— START OF Task input —

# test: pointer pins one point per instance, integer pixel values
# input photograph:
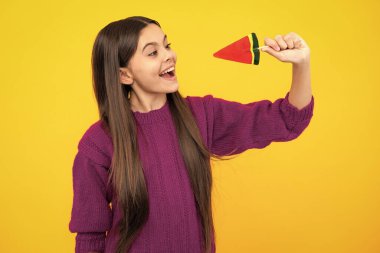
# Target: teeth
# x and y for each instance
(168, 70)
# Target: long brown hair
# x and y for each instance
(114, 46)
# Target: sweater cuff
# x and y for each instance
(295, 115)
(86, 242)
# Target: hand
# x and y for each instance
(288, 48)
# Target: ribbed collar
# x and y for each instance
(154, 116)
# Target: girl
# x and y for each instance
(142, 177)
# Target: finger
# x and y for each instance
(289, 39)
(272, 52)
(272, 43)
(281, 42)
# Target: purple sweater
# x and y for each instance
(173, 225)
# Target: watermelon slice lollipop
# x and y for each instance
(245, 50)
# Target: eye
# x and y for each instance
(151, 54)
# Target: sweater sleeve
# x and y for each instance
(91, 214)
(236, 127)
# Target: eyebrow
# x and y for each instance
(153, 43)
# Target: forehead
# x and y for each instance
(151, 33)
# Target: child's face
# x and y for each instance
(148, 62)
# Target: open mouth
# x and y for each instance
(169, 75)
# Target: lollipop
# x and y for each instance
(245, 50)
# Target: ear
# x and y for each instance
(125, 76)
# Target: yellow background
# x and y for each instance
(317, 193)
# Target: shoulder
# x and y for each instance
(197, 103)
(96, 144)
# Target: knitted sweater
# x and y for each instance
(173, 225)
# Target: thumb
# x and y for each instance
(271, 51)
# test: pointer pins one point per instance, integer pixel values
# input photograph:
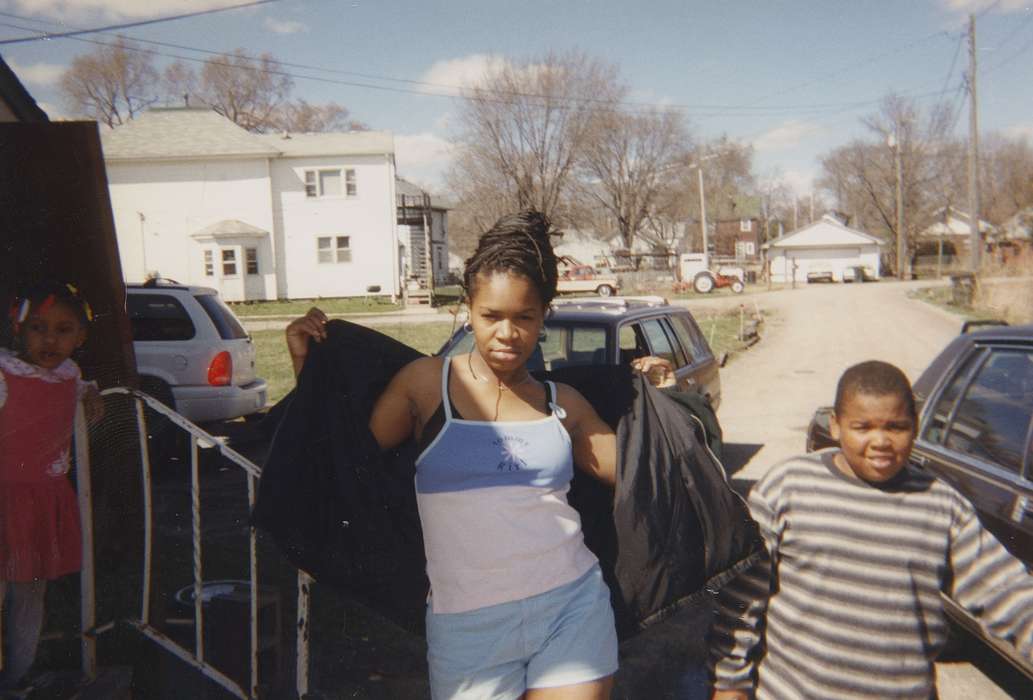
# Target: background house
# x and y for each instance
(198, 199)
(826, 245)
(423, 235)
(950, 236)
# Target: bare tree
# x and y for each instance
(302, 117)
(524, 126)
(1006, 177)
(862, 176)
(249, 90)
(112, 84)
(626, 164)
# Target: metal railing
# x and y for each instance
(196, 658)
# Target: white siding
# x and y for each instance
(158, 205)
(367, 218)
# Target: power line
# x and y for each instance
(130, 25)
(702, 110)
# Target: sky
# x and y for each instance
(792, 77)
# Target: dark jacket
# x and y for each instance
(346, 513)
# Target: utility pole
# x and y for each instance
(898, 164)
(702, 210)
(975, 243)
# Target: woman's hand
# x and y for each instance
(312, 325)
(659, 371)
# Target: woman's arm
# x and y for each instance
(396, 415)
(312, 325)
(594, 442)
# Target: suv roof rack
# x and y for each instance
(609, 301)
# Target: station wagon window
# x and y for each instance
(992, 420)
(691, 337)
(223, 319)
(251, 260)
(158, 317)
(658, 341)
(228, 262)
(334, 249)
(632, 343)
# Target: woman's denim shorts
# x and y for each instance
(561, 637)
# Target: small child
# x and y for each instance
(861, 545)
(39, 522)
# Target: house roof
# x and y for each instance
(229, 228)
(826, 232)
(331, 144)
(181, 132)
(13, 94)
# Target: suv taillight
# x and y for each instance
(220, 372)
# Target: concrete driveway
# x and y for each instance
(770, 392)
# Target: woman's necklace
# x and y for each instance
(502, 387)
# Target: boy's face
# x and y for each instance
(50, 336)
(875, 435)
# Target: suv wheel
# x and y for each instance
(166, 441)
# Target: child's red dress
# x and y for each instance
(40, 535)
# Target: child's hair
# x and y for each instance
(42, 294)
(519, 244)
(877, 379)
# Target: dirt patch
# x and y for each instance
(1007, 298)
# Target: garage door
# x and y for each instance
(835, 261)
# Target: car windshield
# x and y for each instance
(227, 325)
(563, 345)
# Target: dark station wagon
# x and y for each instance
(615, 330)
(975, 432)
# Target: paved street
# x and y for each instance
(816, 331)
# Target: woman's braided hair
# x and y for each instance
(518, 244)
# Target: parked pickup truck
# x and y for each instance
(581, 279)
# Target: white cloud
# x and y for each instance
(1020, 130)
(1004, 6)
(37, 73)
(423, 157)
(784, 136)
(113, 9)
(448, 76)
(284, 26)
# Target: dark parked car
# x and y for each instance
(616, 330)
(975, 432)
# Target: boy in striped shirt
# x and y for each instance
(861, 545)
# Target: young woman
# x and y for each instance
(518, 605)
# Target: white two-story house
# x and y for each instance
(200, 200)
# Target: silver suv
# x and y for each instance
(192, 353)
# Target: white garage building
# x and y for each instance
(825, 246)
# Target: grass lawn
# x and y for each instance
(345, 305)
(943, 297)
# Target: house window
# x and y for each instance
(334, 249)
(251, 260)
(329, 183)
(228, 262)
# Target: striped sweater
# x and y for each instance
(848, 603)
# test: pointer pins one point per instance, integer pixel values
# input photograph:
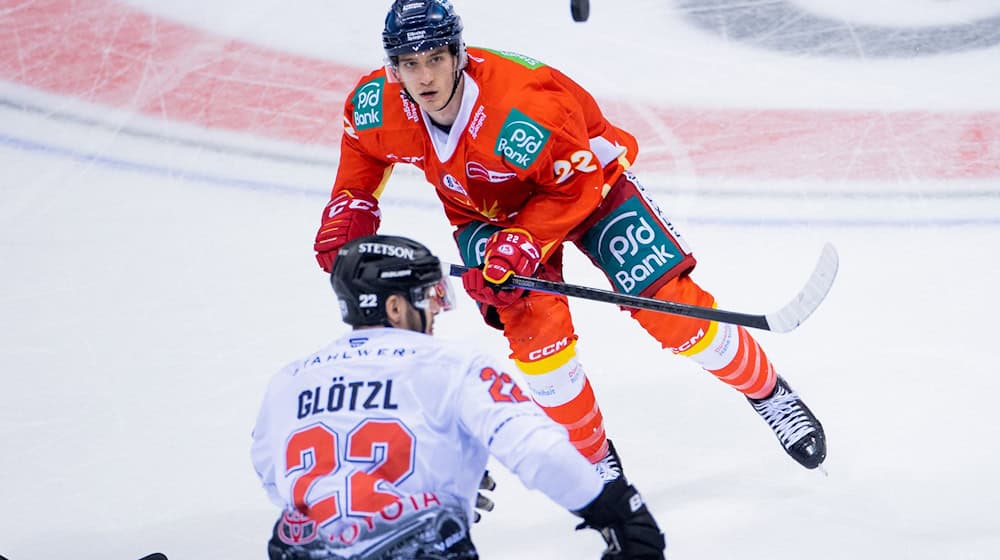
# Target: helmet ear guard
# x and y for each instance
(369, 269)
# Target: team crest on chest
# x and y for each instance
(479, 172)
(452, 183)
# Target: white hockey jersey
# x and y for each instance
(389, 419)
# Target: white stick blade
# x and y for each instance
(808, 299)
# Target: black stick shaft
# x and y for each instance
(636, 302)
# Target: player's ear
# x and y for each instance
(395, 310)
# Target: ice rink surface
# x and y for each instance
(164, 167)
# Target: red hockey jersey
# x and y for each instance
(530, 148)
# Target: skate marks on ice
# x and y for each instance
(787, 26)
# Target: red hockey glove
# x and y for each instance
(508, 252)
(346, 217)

— END OF Task input —

_Exercise description:_
Lay out the lines from the one holding "# Target: suv wheel" through the one holding "(1007, 298)", inclusive, as a Markdown table with the columns Row and Line, skipping blank lines.

_Written response:_
| Row | Line |
|---|---|
| 1 | # Target: suv wheel |
| 2 | # x and y for each instance |
| 3 | (166, 441) |
| 4 | # Target: child's red dress |
| 5 | # x and y for each instance |
| 6 | (40, 535) |
| 7 | # Target: child's hair |
| 8 | # x and y for each instance |
| 9 | (42, 294) |
| 10 | (519, 244) |
| 11 | (877, 379) |
| 12 | # Target: dirt patch |
| 13 | # x and y for each instance |
| 14 | (1007, 298) |